■ **EXCERPT TO READ**
§ §

Stop, drop but never roll…if you want a life you love

On my walk this morning, I stopped at my local parkette. It’s one of the places I like to go to clear my head and let ideas find me. I sat down at a picnic table, centred myself, listened to the birds, watched the kids playing, and then I began to watch the cars driving past. (Usually I try my best to ignore them.) However, today I was being presented with a reminder. I share it here in case it’s for you too…

The parkette is in the centre of a large round-about which includes four stop signs allowing cars and people to safely enter the surrounding road and the central parkette. As I sat, I observed at least 30 cars as they approached one of the stop signs. Of all those cars, only one came to a full stop. The rest slowed then rolled right through. One didn’t even stop as both a car and a pedestrian approached from a cross road. “Gotta beat ’em” seemed to be this driver’s modus operandi. This got me thinking about the importance of stopping. Not just when you’re behind the wheel, but in life.

§ §

■ **INFORMATION PROVIDED**
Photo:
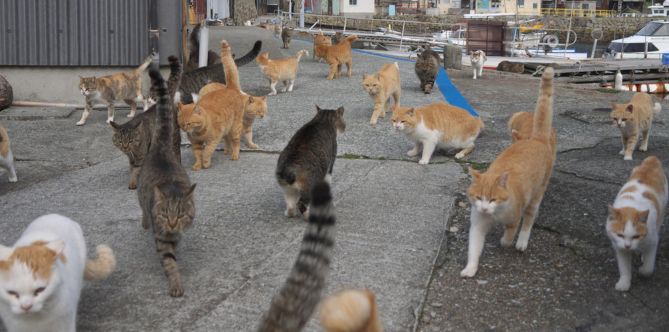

§ §

Reproduce the part of the piece on stopping that begins at "The parkette is" and ends after "but in life.".

■ **TASK RESPONSE**
The parkette is in the centre of a large round-about which includes four stop signs allowing cars and people to safely enter the surrounding road and the central parkette. As I sat, I observed at least 30 cars as they approached one of the stop signs. Of all those cars, only one came to a full stop. The rest slowed then rolled right through. One didn’t even stop as both a car and a pedestrian approached from a cross road. “Gotta beat ’em” seemed to be this driver’s modus operandi. This got me thinking about the importance of stopping. Not just when you’re behind the wheel, but in life.